Problem to solve
Arrange all of the material below as a two-column CSV headed input and output, with one row for each thing asked. Put what is asked under input and its answer under output, each as a single quoted field with line breaks turned into spaces.

Provided data

--------------------

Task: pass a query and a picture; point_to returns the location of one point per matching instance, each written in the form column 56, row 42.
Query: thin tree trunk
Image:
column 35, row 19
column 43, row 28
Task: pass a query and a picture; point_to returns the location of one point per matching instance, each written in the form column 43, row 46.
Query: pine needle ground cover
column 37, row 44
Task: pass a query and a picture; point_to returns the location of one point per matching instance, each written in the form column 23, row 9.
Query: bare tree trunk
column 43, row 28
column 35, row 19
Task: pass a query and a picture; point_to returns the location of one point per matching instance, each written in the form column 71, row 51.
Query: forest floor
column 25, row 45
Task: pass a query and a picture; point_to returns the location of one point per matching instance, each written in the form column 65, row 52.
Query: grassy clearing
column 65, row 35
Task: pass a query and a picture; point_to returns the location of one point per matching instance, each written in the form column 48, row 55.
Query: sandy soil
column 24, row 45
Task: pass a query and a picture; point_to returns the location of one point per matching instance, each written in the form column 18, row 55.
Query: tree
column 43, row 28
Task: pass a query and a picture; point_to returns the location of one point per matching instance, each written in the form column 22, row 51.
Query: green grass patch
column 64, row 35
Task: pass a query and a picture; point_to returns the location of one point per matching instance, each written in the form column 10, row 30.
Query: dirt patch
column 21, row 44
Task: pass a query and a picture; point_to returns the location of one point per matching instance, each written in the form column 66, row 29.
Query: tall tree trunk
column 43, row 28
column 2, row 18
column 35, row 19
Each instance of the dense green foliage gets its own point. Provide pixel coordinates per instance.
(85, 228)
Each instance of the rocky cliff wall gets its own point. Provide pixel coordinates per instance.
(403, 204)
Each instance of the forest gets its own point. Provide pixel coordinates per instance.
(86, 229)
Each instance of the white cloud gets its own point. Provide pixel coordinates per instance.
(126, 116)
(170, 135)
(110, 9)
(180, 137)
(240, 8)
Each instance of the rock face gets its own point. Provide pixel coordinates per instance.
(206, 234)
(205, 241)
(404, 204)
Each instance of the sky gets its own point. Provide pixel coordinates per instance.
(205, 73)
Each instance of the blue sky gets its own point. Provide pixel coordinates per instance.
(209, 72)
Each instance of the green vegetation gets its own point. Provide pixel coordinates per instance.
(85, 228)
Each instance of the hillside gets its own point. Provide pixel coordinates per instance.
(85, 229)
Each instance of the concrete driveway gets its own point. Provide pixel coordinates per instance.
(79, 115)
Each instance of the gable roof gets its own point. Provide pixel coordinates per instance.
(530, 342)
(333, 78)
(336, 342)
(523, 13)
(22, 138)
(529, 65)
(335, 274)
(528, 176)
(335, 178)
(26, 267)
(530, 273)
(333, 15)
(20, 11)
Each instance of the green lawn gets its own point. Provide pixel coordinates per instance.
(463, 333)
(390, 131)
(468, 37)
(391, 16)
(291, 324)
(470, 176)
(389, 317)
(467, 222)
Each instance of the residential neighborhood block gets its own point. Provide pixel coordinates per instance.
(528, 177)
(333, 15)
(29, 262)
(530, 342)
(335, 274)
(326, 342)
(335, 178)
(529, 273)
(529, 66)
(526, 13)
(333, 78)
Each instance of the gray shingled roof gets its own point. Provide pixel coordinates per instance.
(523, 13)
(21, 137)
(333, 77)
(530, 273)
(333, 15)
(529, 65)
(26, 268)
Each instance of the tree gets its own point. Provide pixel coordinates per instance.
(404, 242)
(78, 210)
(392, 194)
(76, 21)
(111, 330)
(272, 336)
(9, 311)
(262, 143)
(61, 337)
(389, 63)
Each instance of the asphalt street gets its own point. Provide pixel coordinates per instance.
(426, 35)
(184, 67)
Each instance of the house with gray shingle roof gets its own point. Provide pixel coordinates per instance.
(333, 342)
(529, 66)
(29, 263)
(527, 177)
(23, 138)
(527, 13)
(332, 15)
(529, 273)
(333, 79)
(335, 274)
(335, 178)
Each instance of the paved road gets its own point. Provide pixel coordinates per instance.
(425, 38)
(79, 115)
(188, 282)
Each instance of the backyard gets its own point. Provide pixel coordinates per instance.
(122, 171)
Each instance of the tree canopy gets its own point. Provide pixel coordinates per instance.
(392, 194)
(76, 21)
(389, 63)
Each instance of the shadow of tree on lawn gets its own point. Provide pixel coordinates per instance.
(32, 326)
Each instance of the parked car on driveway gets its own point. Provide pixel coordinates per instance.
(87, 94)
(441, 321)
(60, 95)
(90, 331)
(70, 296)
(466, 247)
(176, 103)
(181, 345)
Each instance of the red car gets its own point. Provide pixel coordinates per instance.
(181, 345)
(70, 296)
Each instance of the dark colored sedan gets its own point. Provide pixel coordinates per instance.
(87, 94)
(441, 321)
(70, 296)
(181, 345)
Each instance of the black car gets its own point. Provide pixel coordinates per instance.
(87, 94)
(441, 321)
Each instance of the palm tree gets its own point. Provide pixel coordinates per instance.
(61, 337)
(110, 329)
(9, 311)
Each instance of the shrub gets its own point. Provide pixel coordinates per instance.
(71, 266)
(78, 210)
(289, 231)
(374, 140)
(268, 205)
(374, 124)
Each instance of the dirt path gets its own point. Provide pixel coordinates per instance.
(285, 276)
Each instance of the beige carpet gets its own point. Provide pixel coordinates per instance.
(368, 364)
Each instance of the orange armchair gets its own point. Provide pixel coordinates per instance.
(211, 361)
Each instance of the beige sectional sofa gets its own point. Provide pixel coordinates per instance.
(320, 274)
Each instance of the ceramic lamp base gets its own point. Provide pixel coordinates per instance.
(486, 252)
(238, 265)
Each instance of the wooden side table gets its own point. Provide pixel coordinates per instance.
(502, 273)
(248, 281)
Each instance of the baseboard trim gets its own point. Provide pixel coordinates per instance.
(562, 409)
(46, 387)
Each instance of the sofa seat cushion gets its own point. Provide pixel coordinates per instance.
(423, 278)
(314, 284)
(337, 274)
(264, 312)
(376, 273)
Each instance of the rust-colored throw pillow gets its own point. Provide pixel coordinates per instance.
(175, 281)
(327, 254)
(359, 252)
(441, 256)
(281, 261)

--------------------

Full response
input,output
"Task: pass a query and a picture; point_to returns the location of one point per matching instance, each written in the form column 56, row 42. Query: thin tree trunk Image:","column 35, row 19 column 43, row 28"
"Task: pass a query and a picture; point_to returns the location of one point per matching instance, each written in the form column 43, row 46. Query: pine needle ground cover","column 37, row 44"
"Task: pass a query and a picture; point_to returns the location of one point per matching instance, each written in the form column 23, row 9. Query: bare tree trunk","column 43, row 28 column 35, row 19"
"Task: pass a query and a picture; point_to returns the location of one point per matching instance, each written in the form column 71, row 51. Query: forest floor","column 25, row 45"
"Task: pass a query and a picture; point_to returns the location of one point per matching instance, each written in the form column 65, row 52. Query: grassy clearing","column 65, row 35"
"Task: pass a query and a picture; point_to returns the location of one point per matching instance, each written in the form column 48, row 55. Query: sandy soil","column 24, row 45"
"Task: pass a query and a picture; point_to returns the location of one point per matching instance, each written in the form column 18, row 55. Query: tree","column 43, row 28"
"Task: pass a query and a picture; point_to returns the location of one point per matching instance, each written in the form column 22, row 51. Query: green grass patch","column 64, row 35"
"Task: pass a query and a picture; point_to returns the location of one point per matching instance, each written in the form column 10, row 30. Query: dirt patch","column 21, row 44"
"Task: pass a query and a picture; point_to returns the location of one point per matching instance, each written in the form column 66, row 29. Query: tall tree trunk","column 43, row 28 column 2, row 18 column 35, row 19"
"Each instance of the dense green foliage gets its own point. Provide pixel coordinates per instance.","(85, 228)"
"Each instance of the rocky cliff wall gets its own point. Provide pixel coordinates per instance.","(403, 204)"
"Each instance of the forest gets its own point. Provide pixel coordinates per instance.","(86, 229)"
"Each instance of the white cloud gets its own point. Provide pixel coordinates per instance.","(126, 116) (170, 135) (110, 9) (180, 137) (240, 8)"
"Each instance of the rock face gets its own point. Provide pixel coordinates per instance.","(206, 234) (205, 241) (404, 204)"
"Each instance of the sky gets its own point. Provide pixel coordinates per instance.","(205, 73)"
"Each instance of the blue sky gets its own point. Provide pixel coordinates per instance.","(209, 72)"
"Each instance of the green vegetation gets its own point. Provide pixel coordinates per instance.","(85, 228)"
"Each instance of the hillside gets its own point. Provide pixel coordinates per instance.","(85, 229)"
"Each instance of the concrete driveway gets its own point. Provide pixel coordinates per instance.","(79, 115)"
"Each instance of the gable roof gets its own point. Provide pixel coordinates per instance.","(530, 342) (333, 78) (336, 342) (523, 13) (22, 138) (529, 65) (335, 274) (528, 176) (335, 178) (26, 267) (530, 273) (333, 15) (20, 11)"
"Each instance of the green lawn gets its own point. Provide pixel coordinates per instance.","(463, 333) (390, 131) (468, 37) (391, 16) (291, 324) (470, 176) (389, 317) (467, 222)"
"Each instance of the residential neighborhood block gets its own point. Provide pixel coordinates per instance.","(528, 177) (333, 15) (29, 262) (530, 342) (335, 274) (326, 342) (335, 178) (529, 273) (529, 66) (526, 13) (333, 78)"
"Each instance of the gray shingled roof gets its own point. Provide pixel coordinates per instance.","(523, 13) (21, 137) (333, 77) (530, 273) (333, 15) (529, 65) (26, 268)"
"Each instance of the tree gets its own point. Provide pixel coordinates per instance.","(404, 242) (78, 210) (392, 194) (76, 21) (111, 330) (272, 336) (9, 311) (262, 143) (61, 337) (389, 63)"
"Each instance of the asphalt street gets its own point. Provide pixel coordinates per instance.","(426, 35) (184, 67)"
"Each instance of the house with gray shingle roof gets its own point. Provide pixel coordinates per instance.","(333, 342) (529, 66) (29, 263) (527, 177) (23, 138) (527, 13) (332, 15) (529, 273) (333, 79) (335, 274) (335, 178)"
"Each instance of the paved road gets its own point. Provide pixel coordinates per instance.","(425, 38) (79, 115) (188, 282)"
"Each instance of the backyard gets its own point. Provide pixel coordinates per instance.","(122, 171)"
"Each instance of the tree canopy gets its own point. Provide pixel coordinates per instance.","(392, 194) (76, 21) (389, 63)"
"Each instance of the shadow of tree on lawn gets its own point. Provide pixel coordinates per instance.","(32, 326)"
"Each instance of the parked car on driveway gets its own point. Provide pixel coordinates per instance.","(87, 94) (441, 321) (60, 95) (90, 331) (70, 296) (466, 247) (176, 103) (181, 345)"
"Each instance of the red car gets its own point. Provide pixel coordinates per instance.","(181, 345) (70, 296)"
"Each instance of the dark colored sedan gets its own point. Provide pixel coordinates per instance.","(87, 94) (441, 321) (70, 296) (181, 345)"
"Each instance of the black car gets its own point. Provide pixel coordinates per instance.","(87, 94) (441, 321)"
"Each instance of the palm tree gets its own point. Provide pixel coordinates per instance.","(61, 337) (110, 329) (9, 311)"
"Each instance of the shrub gets its own point. Provide pixel coordinates per instance.","(71, 266) (78, 210) (289, 231) (374, 140) (268, 205) (374, 124)"
"Each instance of the dirt path gets its own point. Provide pixel coordinates per instance.","(285, 276)"
"Each instance of the beige carpet gets its own point. Provide pixel coordinates per instance.","(368, 364)"
"Each instance of the orange armchair gets its own point. Provide pixel coordinates per instance.","(211, 361)"
"Each instance of the beige sectional sofa gets its own point. Provide pixel coordinates per instance.","(320, 274)"
"Each instance of the ceramic lamp base gets its own point. Provide pixel coordinates per instance.","(486, 252) (238, 265)"
"Each instance of the wooden side table gets its own point. Provide pixel coordinates per instance.","(502, 273) (248, 281)"
"Each instance of the baseboard trim gets its own point. Provide pixel coordinates per instance.","(562, 409) (46, 387)"
"Each instance of the sofa seat cushion gets its own point. Provide pixel coordinates per instance.","(423, 278) (314, 284) (337, 274) (264, 312) (376, 273)"
"Each instance of the rust-colored throw pillow gets its own point. Provide pixel coordinates per instance.","(175, 281) (327, 254) (359, 252) (441, 256) (281, 261)"